**Exercise materials:**
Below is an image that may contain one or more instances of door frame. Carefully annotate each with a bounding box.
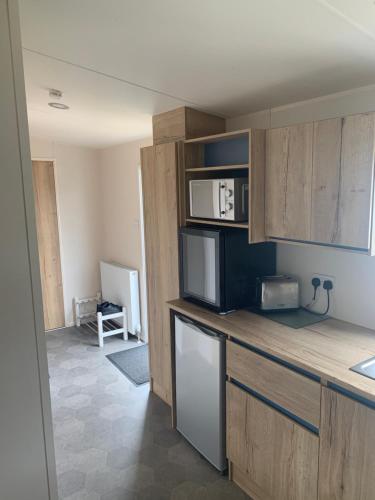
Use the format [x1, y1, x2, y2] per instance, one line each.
[32, 157, 67, 328]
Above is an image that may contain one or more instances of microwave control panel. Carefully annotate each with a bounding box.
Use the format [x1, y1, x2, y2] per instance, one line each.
[219, 178, 248, 221]
[219, 180, 234, 219]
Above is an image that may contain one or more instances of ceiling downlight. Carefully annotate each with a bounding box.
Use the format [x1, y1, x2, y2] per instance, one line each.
[48, 88, 69, 109]
[48, 102, 69, 110]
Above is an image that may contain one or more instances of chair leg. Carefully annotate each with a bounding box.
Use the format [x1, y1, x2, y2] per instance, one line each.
[122, 307, 128, 341]
[97, 312, 104, 348]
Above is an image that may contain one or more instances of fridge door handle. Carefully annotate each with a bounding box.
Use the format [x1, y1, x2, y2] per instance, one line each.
[176, 314, 195, 326]
[176, 314, 225, 340]
[198, 324, 226, 340]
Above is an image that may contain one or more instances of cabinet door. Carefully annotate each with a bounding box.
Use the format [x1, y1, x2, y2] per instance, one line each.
[227, 382, 318, 500]
[319, 388, 375, 500]
[265, 127, 288, 238]
[141, 143, 180, 405]
[336, 113, 375, 249]
[266, 123, 313, 240]
[311, 118, 342, 243]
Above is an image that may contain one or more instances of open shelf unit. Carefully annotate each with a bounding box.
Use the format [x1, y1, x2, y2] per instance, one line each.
[186, 218, 248, 229]
[181, 129, 266, 242]
[184, 129, 250, 144]
[185, 164, 248, 172]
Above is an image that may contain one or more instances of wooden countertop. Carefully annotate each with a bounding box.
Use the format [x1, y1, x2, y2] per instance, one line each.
[167, 299, 375, 402]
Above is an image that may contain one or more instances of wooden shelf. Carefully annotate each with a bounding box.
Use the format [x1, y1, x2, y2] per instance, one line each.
[184, 129, 250, 144]
[182, 127, 266, 243]
[186, 164, 249, 172]
[186, 218, 248, 229]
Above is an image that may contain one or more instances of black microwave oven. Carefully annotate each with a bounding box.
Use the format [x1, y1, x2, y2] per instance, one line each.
[179, 226, 276, 313]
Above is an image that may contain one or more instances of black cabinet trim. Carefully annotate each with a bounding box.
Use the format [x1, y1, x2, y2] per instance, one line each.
[327, 382, 375, 410]
[268, 236, 368, 253]
[230, 378, 319, 435]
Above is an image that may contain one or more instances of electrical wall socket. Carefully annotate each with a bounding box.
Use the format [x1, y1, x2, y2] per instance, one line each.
[311, 274, 335, 290]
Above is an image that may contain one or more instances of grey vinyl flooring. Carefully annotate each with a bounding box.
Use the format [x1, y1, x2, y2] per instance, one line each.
[47, 326, 248, 500]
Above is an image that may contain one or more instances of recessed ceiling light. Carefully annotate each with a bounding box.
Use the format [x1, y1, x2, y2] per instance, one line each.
[47, 89, 69, 109]
[48, 102, 70, 110]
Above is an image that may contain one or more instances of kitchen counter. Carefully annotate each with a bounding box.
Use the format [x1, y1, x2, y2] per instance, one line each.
[167, 298, 375, 403]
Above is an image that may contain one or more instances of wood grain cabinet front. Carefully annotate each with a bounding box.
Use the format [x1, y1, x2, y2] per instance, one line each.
[266, 112, 375, 252]
[318, 387, 375, 500]
[227, 340, 321, 429]
[152, 107, 225, 145]
[227, 382, 319, 500]
[265, 122, 313, 241]
[141, 143, 180, 405]
[312, 113, 375, 249]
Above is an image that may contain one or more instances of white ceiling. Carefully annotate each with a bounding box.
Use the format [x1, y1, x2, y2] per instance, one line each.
[22, 50, 183, 148]
[19, 0, 375, 148]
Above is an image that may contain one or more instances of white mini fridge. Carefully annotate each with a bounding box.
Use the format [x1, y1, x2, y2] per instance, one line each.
[175, 314, 226, 471]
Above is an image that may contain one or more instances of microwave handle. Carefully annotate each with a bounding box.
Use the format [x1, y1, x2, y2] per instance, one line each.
[212, 180, 221, 218]
[219, 181, 226, 219]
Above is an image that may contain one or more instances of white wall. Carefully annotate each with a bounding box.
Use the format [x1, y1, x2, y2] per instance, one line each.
[98, 138, 152, 341]
[30, 138, 101, 326]
[227, 84, 375, 330]
[29, 136, 152, 339]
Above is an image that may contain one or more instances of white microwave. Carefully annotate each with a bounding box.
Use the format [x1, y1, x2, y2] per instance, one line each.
[189, 178, 248, 221]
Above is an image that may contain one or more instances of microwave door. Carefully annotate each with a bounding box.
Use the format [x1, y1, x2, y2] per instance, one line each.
[189, 180, 214, 218]
[189, 180, 221, 219]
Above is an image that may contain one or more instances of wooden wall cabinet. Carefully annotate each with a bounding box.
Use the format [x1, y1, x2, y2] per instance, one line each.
[311, 118, 342, 244]
[141, 143, 180, 404]
[152, 106, 225, 145]
[266, 112, 375, 252]
[332, 113, 375, 249]
[227, 382, 319, 500]
[319, 388, 375, 500]
[266, 123, 313, 241]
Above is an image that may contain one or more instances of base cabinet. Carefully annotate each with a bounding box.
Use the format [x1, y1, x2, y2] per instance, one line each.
[318, 388, 375, 500]
[227, 382, 319, 500]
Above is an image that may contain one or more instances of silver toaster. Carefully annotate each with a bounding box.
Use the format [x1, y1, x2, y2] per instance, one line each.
[256, 275, 299, 311]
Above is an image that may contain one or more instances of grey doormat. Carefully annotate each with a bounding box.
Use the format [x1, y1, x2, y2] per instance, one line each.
[106, 345, 149, 386]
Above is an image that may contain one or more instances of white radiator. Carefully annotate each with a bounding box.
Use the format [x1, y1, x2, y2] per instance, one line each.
[100, 261, 141, 336]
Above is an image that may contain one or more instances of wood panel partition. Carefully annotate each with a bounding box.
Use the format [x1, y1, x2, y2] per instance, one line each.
[32, 160, 65, 330]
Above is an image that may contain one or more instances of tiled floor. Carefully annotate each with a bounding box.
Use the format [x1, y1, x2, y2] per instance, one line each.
[47, 327, 248, 500]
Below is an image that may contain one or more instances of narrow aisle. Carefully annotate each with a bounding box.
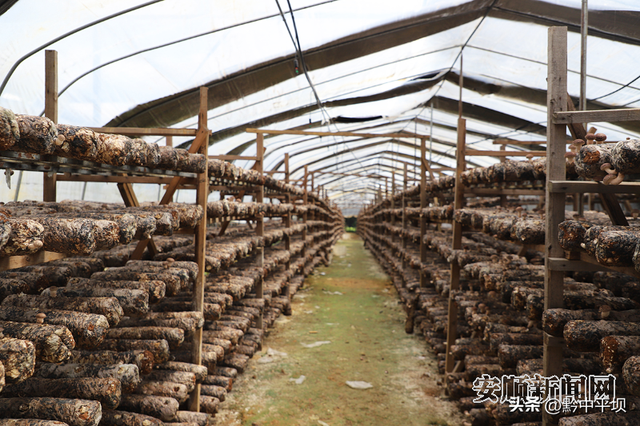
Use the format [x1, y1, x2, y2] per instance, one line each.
[214, 233, 464, 426]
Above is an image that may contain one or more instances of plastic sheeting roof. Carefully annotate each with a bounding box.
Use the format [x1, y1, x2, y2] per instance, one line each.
[3, 0, 640, 215]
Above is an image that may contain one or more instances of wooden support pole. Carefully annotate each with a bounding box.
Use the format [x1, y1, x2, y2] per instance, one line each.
[255, 133, 265, 330]
[445, 118, 466, 374]
[189, 86, 209, 412]
[402, 164, 408, 271]
[419, 137, 428, 288]
[43, 50, 57, 202]
[544, 27, 568, 426]
[284, 153, 292, 303]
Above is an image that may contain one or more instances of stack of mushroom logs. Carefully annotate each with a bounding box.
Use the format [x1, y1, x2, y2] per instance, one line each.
[0, 108, 344, 426]
[358, 145, 640, 426]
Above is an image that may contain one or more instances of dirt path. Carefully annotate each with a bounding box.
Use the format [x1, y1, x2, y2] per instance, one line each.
[213, 233, 465, 426]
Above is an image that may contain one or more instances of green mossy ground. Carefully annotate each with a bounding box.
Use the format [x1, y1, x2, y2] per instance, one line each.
[214, 234, 464, 426]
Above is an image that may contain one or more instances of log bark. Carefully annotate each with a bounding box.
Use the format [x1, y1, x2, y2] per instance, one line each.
[105, 327, 184, 350]
[0, 397, 101, 426]
[117, 394, 178, 422]
[595, 229, 640, 266]
[95, 339, 170, 364]
[565, 320, 640, 352]
[0, 377, 121, 409]
[543, 309, 600, 337]
[202, 375, 233, 391]
[173, 411, 213, 426]
[0, 420, 69, 426]
[0, 320, 73, 363]
[0, 106, 20, 150]
[558, 412, 640, 426]
[575, 142, 614, 181]
[145, 370, 196, 392]
[2, 294, 123, 327]
[35, 362, 140, 393]
[33, 218, 97, 255]
[99, 410, 163, 426]
[53, 287, 148, 316]
[558, 220, 588, 251]
[154, 361, 207, 383]
[0, 307, 109, 349]
[135, 380, 190, 403]
[90, 270, 181, 297]
[1, 219, 44, 256]
[623, 356, 640, 398]
[69, 349, 154, 375]
[200, 384, 227, 402]
[15, 114, 58, 154]
[498, 344, 543, 369]
[200, 396, 220, 415]
[601, 335, 640, 373]
[0, 337, 36, 383]
[0, 278, 30, 304]
[67, 278, 165, 304]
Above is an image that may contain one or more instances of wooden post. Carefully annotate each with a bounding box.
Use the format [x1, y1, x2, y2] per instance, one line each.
[544, 26, 568, 426]
[43, 50, 57, 202]
[255, 133, 265, 330]
[402, 164, 408, 271]
[188, 87, 209, 412]
[419, 137, 428, 288]
[284, 153, 292, 308]
[445, 118, 466, 373]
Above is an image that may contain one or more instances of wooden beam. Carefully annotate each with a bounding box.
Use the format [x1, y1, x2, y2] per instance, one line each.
[554, 108, 640, 124]
[445, 118, 466, 374]
[43, 50, 57, 202]
[547, 180, 640, 194]
[88, 127, 199, 137]
[544, 27, 568, 408]
[189, 86, 209, 413]
[465, 150, 546, 157]
[210, 155, 259, 161]
[247, 127, 407, 139]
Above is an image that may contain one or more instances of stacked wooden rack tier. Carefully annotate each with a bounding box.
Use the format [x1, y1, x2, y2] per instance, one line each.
[357, 27, 640, 426]
[0, 93, 343, 426]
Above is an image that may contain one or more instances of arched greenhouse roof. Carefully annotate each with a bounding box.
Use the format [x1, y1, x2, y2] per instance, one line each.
[2, 0, 640, 216]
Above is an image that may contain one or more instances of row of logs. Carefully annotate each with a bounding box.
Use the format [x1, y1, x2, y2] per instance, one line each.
[359, 195, 640, 425]
[0, 216, 343, 425]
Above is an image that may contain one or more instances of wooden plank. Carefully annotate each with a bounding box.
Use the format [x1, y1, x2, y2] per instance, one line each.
[210, 155, 259, 161]
[548, 180, 640, 194]
[43, 50, 57, 203]
[56, 175, 189, 184]
[189, 87, 209, 413]
[554, 108, 640, 124]
[445, 118, 466, 374]
[247, 127, 406, 139]
[0, 251, 66, 272]
[466, 188, 545, 196]
[543, 27, 568, 410]
[419, 137, 428, 288]
[254, 132, 265, 332]
[465, 150, 546, 157]
[88, 127, 198, 137]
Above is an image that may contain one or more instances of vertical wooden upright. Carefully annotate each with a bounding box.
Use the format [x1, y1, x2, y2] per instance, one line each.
[284, 153, 292, 305]
[419, 137, 428, 288]
[302, 165, 309, 260]
[255, 133, 265, 330]
[43, 50, 58, 202]
[189, 87, 209, 411]
[544, 27, 568, 425]
[445, 118, 466, 373]
[402, 164, 408, 271]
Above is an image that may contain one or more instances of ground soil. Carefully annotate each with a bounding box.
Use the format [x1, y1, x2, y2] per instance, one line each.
[213, 233, 465, 426]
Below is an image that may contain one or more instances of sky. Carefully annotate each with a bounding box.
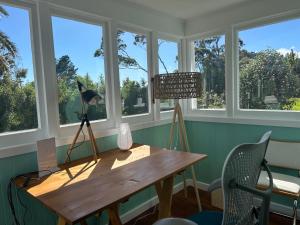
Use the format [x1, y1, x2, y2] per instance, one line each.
[2, 3, 300, 84]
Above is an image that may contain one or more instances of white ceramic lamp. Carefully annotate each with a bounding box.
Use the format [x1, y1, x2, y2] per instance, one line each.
[117, 123, 133, 150]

**Work to be completed:** Among the records, find all lines that include the string "grey" and return them.

**Solution:**
Above is an image that may contain one or more instances of grey vinyl flooring. Carefully annotate each with a bounding box.
Above is an image that may contain one or more instances of grey doormat. Carefully annotate each with a bounding box.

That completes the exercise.